● WORK TO COMPLETE:
Update the items below, starting at the line containing "Question. Indicate the hydraulic" and ending at the line containing "x=447 y=666". Change "mud flap" to "splash guard" and leave everything else as it is.
** START DATA FOR THIS EXERCISE **
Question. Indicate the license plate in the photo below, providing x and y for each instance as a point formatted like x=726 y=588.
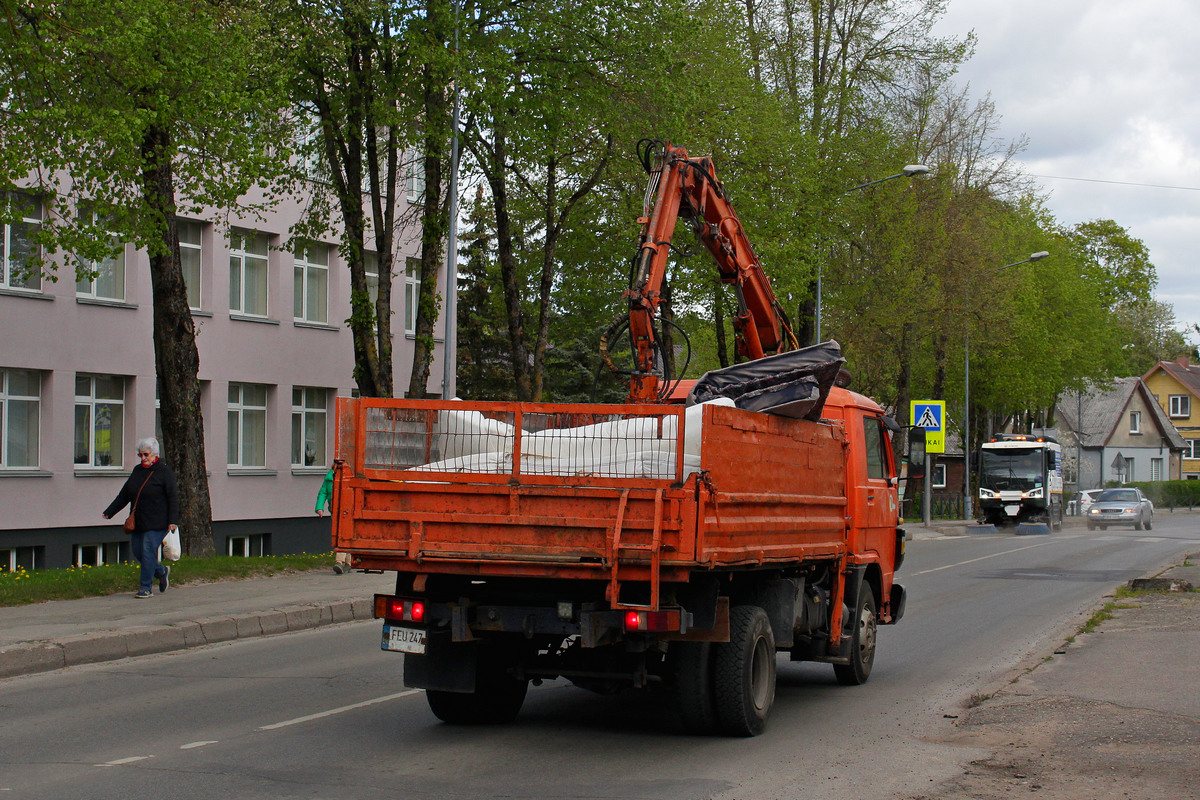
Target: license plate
x=403 y=639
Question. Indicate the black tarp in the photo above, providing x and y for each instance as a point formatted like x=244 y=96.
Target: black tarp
x=792 y=384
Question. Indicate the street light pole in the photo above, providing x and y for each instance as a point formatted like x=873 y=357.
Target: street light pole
x=911 y=170
x=967 y=507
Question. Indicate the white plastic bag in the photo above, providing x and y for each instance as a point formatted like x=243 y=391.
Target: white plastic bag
x=172 y=548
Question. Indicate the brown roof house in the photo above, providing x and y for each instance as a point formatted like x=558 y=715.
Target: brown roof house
x=1116 y=432
x=1176 y=386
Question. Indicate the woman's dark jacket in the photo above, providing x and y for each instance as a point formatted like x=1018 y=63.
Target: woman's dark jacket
x=159 y=503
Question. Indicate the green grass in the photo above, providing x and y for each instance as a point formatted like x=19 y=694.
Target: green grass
x=21 y=588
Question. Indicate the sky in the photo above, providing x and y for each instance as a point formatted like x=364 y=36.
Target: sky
x=1108 y=94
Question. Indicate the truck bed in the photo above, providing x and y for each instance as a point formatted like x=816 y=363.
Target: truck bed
x=611 y=493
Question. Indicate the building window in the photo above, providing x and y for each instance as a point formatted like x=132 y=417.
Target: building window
x=1180 y=405
x=19 y=254
x=100 y=553
x=310 y=295
x=103 y=280
x=414 y=178
x=247 y=425
x=939 y=476
x=21 y=391
x=252 y=545
x=310 y=411
x=412 y=293
x=190 y=260
x=247 y=272
x=100 y=420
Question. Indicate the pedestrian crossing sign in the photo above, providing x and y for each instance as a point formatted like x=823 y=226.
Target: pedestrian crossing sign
x=930 y=415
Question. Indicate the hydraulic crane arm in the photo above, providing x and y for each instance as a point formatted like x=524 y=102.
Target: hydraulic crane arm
x=688 y=187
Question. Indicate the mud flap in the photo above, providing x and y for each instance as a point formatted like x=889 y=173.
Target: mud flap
x=447 y=666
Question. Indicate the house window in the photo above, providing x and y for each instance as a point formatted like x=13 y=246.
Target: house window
x=19 y=253
x=1179 y=405
x=310 y=411
x=939 y=476
x=414 y=178
x=21 y=392
x=310 y=295
x=247 y=272
x=246 y=445
x=103 y=280
x=252 y=545
x=412 y=293
x=190 y=260
x=99 y=421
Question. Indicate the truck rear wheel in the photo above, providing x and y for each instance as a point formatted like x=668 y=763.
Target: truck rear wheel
x=694 y=686
x=862 y=647
x=744 y=673
x=497 y=698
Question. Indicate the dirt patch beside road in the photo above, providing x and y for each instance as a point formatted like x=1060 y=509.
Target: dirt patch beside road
x=1113 y=716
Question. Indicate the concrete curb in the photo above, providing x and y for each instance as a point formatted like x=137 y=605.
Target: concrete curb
** END DATA FOR THIS EXERCISE **
● ANSWER:
Question. Indicate the hydraulic crane arm in the photo above, providing x and y for each instance as a point formatted like x=524 y=102.
Target: hydraulic crane arm
x=688 y=187
Question. Indicate the splash guard in the photo above, providing x and y for each instance as a point formatted like x=889 y=173.
Target: splash guard
x=447 y=666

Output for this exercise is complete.